§ **WHAT TO DO**:
Edit the lines of the records below from the line containing "Ground green flower bud in the image above." through the end of the records, replacing "green flower bud" with "closed flower bud" and leaving everything else unchanged.

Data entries
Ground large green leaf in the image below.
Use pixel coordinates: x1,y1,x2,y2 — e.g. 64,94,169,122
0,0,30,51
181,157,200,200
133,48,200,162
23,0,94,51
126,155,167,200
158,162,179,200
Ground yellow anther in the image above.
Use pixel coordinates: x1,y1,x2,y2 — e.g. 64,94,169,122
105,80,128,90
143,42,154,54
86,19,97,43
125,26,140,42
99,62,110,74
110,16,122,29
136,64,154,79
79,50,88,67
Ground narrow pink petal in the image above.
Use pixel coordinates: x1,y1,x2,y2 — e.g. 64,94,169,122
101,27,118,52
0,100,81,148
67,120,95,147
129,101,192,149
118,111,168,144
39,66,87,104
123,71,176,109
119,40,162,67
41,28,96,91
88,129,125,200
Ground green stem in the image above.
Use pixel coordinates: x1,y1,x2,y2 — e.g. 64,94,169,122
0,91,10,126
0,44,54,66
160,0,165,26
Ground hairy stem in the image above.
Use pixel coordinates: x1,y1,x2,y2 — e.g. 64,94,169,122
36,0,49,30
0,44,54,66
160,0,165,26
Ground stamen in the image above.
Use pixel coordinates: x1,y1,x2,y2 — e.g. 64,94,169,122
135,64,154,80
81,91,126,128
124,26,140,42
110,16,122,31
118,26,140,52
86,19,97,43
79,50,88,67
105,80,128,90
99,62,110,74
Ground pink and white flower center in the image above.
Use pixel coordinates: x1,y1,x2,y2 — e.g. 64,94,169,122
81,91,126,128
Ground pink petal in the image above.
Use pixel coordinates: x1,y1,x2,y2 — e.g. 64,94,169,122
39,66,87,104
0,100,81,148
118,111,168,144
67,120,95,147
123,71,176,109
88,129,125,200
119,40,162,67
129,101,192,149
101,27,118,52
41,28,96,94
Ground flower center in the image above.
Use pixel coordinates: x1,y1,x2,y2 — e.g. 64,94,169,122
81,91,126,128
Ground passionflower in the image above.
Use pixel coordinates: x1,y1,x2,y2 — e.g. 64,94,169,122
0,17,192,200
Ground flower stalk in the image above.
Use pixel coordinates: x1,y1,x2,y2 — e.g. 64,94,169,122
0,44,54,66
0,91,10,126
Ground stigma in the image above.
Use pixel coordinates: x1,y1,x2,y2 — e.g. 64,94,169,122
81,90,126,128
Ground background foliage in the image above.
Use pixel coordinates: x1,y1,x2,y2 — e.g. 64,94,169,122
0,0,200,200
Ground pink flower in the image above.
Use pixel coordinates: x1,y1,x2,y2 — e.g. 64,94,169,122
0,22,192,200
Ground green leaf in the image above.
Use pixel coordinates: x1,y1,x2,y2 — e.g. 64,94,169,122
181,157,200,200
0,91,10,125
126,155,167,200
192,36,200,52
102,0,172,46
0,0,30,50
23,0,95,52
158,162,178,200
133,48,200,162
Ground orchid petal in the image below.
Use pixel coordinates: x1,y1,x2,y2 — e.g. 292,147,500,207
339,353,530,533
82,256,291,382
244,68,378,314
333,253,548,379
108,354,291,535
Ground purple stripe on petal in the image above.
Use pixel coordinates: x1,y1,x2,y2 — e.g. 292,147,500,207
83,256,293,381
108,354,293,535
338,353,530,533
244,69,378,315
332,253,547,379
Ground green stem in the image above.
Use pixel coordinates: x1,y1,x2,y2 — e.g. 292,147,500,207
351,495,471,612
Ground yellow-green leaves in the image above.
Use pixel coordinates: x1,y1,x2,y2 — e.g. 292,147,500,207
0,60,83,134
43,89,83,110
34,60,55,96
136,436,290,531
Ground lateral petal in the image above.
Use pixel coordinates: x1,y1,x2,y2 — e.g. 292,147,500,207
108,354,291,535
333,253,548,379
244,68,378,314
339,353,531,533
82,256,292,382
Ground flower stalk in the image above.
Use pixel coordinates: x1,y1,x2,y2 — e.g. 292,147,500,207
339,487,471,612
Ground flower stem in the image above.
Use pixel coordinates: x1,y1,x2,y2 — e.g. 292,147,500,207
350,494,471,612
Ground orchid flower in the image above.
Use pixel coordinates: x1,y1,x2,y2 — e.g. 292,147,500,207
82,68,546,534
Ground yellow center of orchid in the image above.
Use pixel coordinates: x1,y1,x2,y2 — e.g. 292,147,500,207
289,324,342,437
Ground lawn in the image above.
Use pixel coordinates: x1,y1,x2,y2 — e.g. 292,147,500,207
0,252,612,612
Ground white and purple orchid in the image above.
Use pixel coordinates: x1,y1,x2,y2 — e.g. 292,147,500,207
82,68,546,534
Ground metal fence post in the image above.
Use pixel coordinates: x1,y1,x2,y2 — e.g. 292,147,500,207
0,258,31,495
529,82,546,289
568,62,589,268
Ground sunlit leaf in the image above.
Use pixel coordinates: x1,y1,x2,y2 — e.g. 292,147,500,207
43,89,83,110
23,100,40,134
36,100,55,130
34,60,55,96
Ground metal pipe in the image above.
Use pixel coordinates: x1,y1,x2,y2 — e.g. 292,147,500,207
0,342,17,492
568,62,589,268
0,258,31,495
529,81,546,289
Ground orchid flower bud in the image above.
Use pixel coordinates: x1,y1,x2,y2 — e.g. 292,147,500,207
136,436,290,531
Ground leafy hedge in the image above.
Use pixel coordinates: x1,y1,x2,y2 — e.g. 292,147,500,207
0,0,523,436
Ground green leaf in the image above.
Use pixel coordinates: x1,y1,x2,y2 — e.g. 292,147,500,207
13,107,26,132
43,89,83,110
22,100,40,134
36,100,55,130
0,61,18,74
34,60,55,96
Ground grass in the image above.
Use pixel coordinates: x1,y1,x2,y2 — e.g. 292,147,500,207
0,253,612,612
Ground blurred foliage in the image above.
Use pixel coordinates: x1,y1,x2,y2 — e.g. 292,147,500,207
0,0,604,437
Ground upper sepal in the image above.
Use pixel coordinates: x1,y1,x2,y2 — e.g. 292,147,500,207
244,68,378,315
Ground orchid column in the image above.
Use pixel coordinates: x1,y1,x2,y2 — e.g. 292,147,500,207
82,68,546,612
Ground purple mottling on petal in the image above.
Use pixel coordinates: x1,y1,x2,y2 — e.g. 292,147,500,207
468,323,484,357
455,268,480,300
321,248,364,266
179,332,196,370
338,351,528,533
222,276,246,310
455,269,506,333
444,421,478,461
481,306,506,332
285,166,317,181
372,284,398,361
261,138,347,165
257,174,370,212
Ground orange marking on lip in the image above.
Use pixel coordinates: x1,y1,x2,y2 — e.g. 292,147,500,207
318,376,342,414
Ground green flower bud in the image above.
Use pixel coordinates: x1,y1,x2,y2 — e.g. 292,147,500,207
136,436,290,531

§ **FINISHED ANSWER**:
Ground closed flower bud in the image above.
Use pixel coordinates: x1,y1,x2,y2 — e.g. 292,147,500,207
136,436,290,531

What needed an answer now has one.